[Collected data]
--*--

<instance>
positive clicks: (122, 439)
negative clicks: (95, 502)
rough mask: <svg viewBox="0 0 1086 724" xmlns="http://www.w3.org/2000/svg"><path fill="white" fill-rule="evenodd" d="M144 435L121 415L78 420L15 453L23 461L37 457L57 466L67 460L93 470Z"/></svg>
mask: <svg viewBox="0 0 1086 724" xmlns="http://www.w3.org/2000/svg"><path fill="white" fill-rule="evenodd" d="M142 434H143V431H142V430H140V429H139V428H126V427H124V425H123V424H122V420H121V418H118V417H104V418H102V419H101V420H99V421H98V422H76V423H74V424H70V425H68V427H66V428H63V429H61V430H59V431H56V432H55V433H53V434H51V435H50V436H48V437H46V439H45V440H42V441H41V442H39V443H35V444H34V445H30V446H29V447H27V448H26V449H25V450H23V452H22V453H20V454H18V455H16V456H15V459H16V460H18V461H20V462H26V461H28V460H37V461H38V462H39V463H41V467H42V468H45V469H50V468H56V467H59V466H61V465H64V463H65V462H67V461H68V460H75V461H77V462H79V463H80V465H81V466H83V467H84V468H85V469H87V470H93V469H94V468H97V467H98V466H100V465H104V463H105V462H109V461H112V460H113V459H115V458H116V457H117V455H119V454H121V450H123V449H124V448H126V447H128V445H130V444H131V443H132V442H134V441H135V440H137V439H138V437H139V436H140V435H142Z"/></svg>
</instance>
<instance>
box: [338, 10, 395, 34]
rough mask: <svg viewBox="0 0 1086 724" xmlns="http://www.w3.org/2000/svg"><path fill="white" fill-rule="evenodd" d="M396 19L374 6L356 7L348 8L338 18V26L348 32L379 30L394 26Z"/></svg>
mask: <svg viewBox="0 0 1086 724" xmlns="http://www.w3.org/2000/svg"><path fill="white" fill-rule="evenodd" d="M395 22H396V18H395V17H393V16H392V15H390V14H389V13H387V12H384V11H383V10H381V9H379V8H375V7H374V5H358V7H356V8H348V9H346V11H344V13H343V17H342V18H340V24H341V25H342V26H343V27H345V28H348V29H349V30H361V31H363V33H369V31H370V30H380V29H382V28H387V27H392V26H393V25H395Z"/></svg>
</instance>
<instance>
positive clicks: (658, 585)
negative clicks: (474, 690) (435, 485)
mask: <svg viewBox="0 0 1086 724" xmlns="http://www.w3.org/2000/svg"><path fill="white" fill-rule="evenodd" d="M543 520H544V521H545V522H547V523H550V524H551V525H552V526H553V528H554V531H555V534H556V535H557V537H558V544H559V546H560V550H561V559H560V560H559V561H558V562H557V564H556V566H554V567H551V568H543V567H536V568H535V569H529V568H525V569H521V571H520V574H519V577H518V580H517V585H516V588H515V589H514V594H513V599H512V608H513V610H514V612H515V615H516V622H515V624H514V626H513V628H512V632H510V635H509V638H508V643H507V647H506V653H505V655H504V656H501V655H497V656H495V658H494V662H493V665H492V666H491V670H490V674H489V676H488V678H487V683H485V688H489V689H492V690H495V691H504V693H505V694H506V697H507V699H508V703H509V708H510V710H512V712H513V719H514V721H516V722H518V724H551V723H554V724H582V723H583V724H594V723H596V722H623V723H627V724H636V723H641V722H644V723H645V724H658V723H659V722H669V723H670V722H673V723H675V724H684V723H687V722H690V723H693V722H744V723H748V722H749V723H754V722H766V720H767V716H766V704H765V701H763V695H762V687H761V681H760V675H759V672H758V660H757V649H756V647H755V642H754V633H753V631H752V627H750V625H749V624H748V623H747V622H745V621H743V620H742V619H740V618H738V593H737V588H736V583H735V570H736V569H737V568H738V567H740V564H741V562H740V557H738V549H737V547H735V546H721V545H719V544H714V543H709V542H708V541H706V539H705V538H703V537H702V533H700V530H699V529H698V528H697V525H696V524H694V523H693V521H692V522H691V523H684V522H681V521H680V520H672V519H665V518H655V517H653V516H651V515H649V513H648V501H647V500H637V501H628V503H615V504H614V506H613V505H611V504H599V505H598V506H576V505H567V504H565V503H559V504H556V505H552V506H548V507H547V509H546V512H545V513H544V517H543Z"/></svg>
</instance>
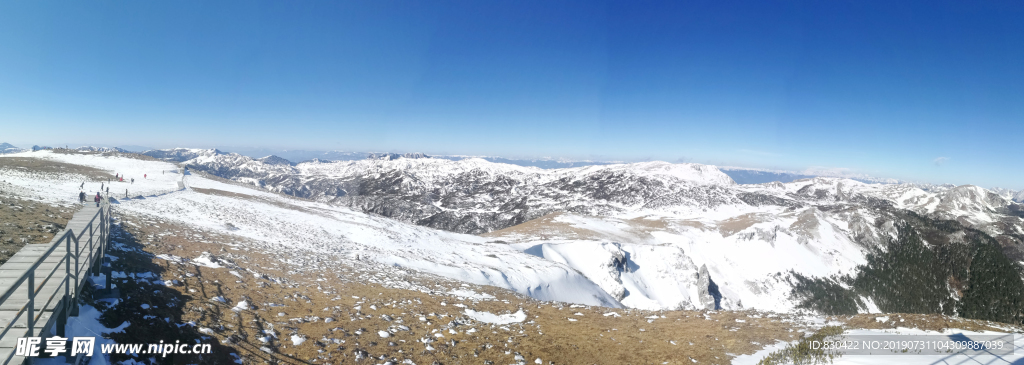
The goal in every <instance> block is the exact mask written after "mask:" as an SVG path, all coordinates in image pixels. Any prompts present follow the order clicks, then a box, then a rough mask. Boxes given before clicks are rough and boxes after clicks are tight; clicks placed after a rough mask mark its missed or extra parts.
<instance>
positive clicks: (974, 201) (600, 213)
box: [167, 150, 1024, 314]
mask: <svg viewBox="0 0 1024 365" xmlns="http://www.w3.org/2000/svg"><path fill="white" fill-rule="evenodd" d="M167 156H169V157H168V158H170V159H178V160H181V159H184V158H186V157H190V158H189V159H187V160H184V161H183V162H182V164H184V165H186V166H188V167H189V168H190V169H191V170H194V171H203V172H207V173H211V174H214V175H217V176H220V177H224V178H229V179H233V180H237V181H241V183H246V184H250V185H252V186H255V187H258V188H260V189H265V190H268V191H271V192H279V193H285V194H288V195H292V196H297V197H302V198H307V199H311V200H314V201H317V202H323V203H328V204H331V205H335V206H337V205H341V206H345V207H350V208H352V209H355V210H358V211H362V212H367V213H371V214H375V215H382V216H385V217H390V218H394V219H398V220H401V221H404V222H409V224H414V225H417V226H423V227H428V228H434V229H439V230H443V231H450V232H454V233H468V234H476V235H480V236H481V237H484V238H486V239H487V241H486V242H487V244H492V245H508V246H509V247H512V248H514V249H516V250H519V251H520V252H523V253H526V254H529V255H532V256H537V257H540V258H543V259H545V260H549V261H554V262H558V263H559V265H563V266H565V267H568V268H571V269H572V270H573V271H575V272H579V273H581V274H582V275H584V276H585V277H586V278H587V279H588V280H590V281H591V282H593V283H594V284H596V285H597V286H598V287H600V288H601V290H602V291H603V292H604V293H606V294H607V295H609V296H610V297H613V298H614V299H615V300H617V301H618V302H621V303H622V305H624V306H627V307H634V308H644V309H685V308H709V309H715V308H724V309H741V308H757V309H766V310H776V311H790V310H793V309H795V308H806V309H810V310H815V311H821V312H827V313H851V311H852V312H854V313H855V312H879V311H883V312H900V311H903V312H907V311H911V312H912V311H919V312H922V313H932V312H941V313H947V314H955V313H959V312H956V311H968V310H967V309H970V308H977V307H978V306H980V305H979V303H984V302H986V301H985V300H1008V297H1002V296H999V297H997V298H993V297H989V296H985V295H981V294H978V293H979V292H980V291H981V290H989V289H983V288H984V287H985V285H996V284H994V283H997V282H1000V281H999V280H1004V281H1006V280H1009V281H1010V284H1006V285H1010V286H1008V287H1012V288H1015V289H1013V290H1009V291H1008V290H1002V289H998V290H996V291H999V290H1001V291H999V292H1000V294H998V295H1010V296H1013V295H1018V294H1021V295H1024V291H1022V292H1021V293H1017V292H1016V291H1014V290H1017V289H1016V288H1024V284H1021V280H1020V276H1019V275H1016V274H1014V275H1009V274H1006V273H1016V272H1019V271H1020V270H1021V266H1020V263H1018V262H1020V261H1024V219H1022V218H1024V207H1022V206H1021V205H1020V204H1017V203H1015V202H1013V201H1012V200H1011V199H1008V198H1006V197H1004V195H1000V194H997V193H995V192H991V191H988V190H985V189H982V188H978V187H973V186H961V187H953V186H949V187H942V186H931V187H920V186H914V185H908V184H866V183H863V181H859V180H855V179H851V178H842V177H814V178H804V179H797V180H794V181H790V183H766V184H757V185H737V184H736V183H735V181H734V180H733V179H732V178H730V177H729V176H728V175H727V174H725V173H723V172H722V171H721V170H720V169H718V168H716V167H715V166H709V165H700V164H672V163H666V162H644V163H632V164H610V165H593V166H585V167H575V168H563V169H541V168H536V167H524V166H517V165H510V164H500V163H493V162H488V161H485V160H482V159H464V160H459V161H451V160H445V159H437V158H429V157H426V156H408V157H407V156H378V158H373V159H365V160H358V161H335V162H331V161H309V162H304V163H299V164H296V165H294V166H293V165H290V164H284V163H267V161H268V160H267V159H268V158H265V159H253V158H250V157H246V156H242V155H238V154H224V153H220V152H218V151H215V150H189V151H177V150H175V151H174V152H169V153H168V154H167ZM380 157H384V158H380ZM269 160H272V159H269ZM270 162H272V161H270ZM922 188H925V189H922ZM926 189H927V190H926ZM905 250H910V251H909V253H907V251H905ZM991 250H994V251H991ZM925 251H927V252H931V253H930V254H925V253H921V252H925ZM986 252H987V253H986ZM992 252H995V253H992ZM993 255H994V256H993ZM908 257H909V258H908ZM979 257H981V258H979ZM922 262H925V263H922ZM911 270H912V271H911ZM908 271H909V272H908ZM995 272H999V273H1004V274H992V273H995ZM921 273H927V275H920V274H921ZM872 278H876V279H872ZM878 278H882V279H878ZM994 278H997V279H994ZM911 279H912V280H911ZM899 280H903V281H905V282H906V283H905V284H903V283H896V281H899ZM880 282H881V283H885V285H889V286H884V287H881V288H880V287H878V285H880V284H878V283H880ZM971 283H974V284H971ZM986 283H987V284H986ZM905 285H909V286H905ZM972 285H974V286H972ZM998 285H1002V284H998ZM910 286H913V287H921V288H928V290H925V289H921V290H916V289H914V290H909V289H907V290H905V291H904V290H903V289H894V288H897V287H904V288H908V287H910ZM992 290H995V289H992ZM1021 290H1024V289H1021ZM1001 292H1005V294H1002V293H1001ZM912 303H924V305H920V306H919V307H913V306H918V305H912ZM972 306H973V307H972ZM962 309H963V310H962ZM1015 310H1016V309H1009V310H1008V311H1011V312H1012V311H1015ZM929 311H931V312H929ZM964 313H969V312H964Z"/></svg>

--*--

WHAT IS BEING ASKED — Say, as a single number and nothing more, how many lines of the entries contain the word "positive".

YOUR SOLUTION — 3